--- THE DATA Enclosed Below ---

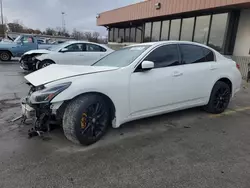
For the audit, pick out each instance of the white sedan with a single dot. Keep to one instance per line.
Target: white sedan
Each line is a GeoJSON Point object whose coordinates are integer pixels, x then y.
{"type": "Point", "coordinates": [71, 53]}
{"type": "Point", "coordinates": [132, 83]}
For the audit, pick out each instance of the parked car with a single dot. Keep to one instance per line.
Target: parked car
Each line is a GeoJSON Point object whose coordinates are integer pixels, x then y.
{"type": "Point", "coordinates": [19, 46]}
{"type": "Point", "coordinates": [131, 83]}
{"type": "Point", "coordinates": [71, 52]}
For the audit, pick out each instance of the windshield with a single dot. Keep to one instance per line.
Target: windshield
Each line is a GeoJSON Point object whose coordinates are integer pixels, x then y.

--- End of Enclosed THE DATA ---
--- THE DATA Enclosed Below ---

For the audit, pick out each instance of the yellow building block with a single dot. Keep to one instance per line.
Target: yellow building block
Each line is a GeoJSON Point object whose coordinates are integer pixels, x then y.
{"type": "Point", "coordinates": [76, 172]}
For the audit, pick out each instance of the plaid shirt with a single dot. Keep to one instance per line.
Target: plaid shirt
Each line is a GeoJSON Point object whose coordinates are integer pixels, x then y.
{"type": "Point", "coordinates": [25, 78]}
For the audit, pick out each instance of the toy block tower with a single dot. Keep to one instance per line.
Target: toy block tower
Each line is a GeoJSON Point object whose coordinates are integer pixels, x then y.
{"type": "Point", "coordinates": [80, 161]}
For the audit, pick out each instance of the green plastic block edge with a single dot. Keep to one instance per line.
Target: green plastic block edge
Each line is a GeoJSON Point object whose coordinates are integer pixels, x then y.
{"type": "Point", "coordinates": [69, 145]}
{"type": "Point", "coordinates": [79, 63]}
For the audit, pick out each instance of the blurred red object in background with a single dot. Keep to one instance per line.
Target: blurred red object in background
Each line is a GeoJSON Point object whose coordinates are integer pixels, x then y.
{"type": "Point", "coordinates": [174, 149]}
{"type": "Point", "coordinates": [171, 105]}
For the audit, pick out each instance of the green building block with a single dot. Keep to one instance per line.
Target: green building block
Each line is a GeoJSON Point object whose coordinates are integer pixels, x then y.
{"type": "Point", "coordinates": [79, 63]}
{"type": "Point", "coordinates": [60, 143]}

--- End of Enclosed THE DATA ---

- PROBLEM
In the listing above, start at the line with "For the audit, pick out each instance of the white", go on through the line with "Target: white sedan", and copy each of those lines exactly; leave out all the rest.

- EXERCISE OUTPUT
For the audit, pick out each instance of the white sedan with a single dot. Keep to one instance per line.
Target: white sedan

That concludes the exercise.